:: Problem statement ::
Pick out every line of the material that contains the word "background", and copy each one. Case counts.

:: Rows ::

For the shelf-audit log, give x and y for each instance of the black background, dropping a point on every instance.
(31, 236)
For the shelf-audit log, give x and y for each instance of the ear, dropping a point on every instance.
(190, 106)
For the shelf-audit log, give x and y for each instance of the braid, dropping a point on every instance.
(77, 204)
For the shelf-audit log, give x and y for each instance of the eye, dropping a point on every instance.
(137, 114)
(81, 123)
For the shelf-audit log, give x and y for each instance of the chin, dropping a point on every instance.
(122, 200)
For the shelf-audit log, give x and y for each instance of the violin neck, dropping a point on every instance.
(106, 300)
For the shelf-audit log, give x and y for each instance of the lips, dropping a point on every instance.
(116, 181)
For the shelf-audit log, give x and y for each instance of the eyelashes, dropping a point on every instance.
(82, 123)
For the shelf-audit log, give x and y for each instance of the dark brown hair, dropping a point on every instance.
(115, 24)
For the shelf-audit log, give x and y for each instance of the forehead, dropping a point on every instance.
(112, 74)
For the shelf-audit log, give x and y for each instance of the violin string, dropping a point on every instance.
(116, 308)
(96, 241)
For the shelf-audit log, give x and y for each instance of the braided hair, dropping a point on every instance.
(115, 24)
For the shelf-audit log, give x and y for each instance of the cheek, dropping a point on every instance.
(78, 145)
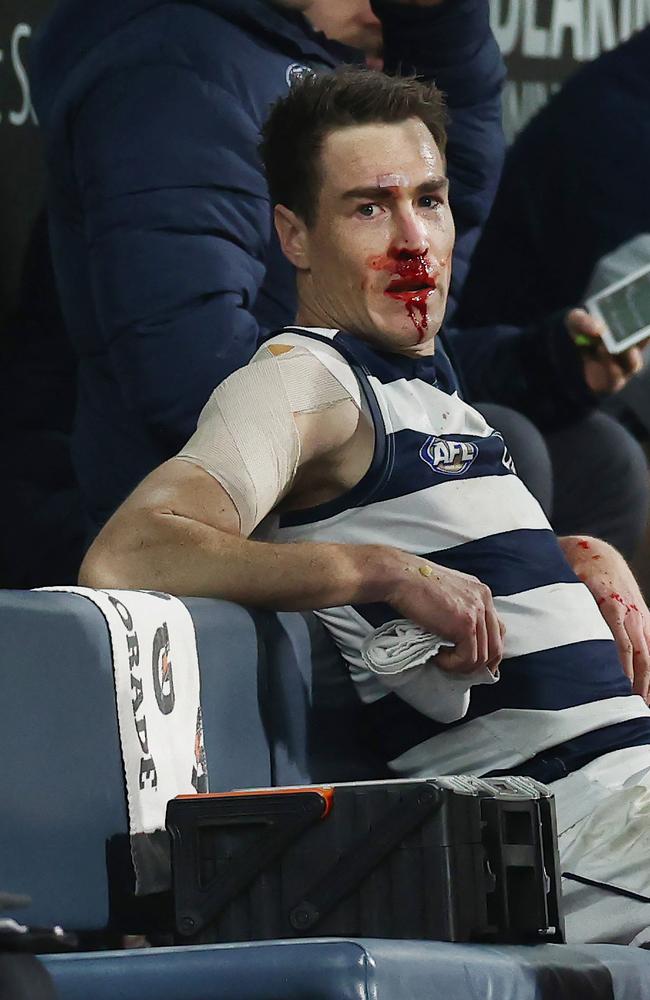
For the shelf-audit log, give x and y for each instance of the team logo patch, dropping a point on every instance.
(449, 458)
(163, 677)
(297, 72)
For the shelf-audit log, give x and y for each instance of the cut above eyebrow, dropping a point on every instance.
(384, 194)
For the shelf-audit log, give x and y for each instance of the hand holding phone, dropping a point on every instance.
(624, 309)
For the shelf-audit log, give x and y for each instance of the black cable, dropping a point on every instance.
(607, 886)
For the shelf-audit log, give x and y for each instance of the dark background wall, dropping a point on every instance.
(543, 40)
(21, 181)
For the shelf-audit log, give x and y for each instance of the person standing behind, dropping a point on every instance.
(160, 219)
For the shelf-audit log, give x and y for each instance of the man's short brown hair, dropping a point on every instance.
(319, 104)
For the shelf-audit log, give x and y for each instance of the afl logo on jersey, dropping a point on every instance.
(297, 72)
(449, 458)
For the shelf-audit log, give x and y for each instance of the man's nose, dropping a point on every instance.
(411, 234)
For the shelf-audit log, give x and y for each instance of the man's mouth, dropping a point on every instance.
(405, 288)
(413, 278)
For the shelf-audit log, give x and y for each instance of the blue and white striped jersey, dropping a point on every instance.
(441, 485)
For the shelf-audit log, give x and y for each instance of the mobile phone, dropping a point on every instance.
(624, 308)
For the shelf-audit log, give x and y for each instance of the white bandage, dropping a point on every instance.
(247, 438)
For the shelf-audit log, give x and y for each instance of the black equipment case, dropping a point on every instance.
(450, 859)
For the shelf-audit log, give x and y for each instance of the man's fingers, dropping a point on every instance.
(640, 655)
(631, 361)
(623, 645)
(482, 641)
(496, 631)
(462, 657)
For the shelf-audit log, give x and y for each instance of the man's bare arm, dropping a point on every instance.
(179, 532)
(611, 581)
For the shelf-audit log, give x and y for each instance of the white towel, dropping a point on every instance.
(157, 689)
(399, 653)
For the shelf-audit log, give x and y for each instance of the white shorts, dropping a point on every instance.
(603, 813)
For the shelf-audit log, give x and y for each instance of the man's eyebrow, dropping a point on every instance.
(376, 193)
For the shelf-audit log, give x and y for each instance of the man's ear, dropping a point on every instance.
(294, 237)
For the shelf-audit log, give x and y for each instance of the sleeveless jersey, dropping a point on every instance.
(442, 485)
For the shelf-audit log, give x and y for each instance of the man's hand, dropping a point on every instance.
(604, 571)
(418, 3)
(455, 606)
(604, 373)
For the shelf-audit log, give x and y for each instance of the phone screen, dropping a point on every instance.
(625, 309)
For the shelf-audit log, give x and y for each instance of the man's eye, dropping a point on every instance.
(429, 201)
(369, 210)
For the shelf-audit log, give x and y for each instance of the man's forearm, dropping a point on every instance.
(178, 555)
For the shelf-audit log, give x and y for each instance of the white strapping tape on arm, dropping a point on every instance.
(247, 438)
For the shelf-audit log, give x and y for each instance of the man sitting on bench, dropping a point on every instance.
(346, 438)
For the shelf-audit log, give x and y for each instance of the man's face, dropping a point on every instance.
(378, 257)
(349, 21)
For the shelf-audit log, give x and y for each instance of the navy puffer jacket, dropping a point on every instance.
(167, 265)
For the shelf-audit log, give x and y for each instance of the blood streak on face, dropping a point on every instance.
(414, 280)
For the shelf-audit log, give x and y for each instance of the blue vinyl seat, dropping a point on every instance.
(356, 970)
(278, 708)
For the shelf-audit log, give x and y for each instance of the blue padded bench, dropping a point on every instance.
(270, 718)
(356, 970)
(278, 708)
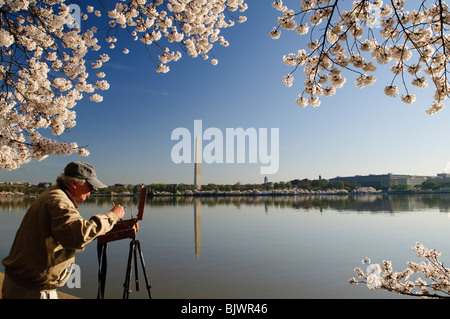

:: Response below ::
For the shelf-audit log, give x and y for each instance of the black background, dropping a point on every instance.
For the shelf-audit log, give x and y for each instance of the dark background wall, dropping a point on every instance.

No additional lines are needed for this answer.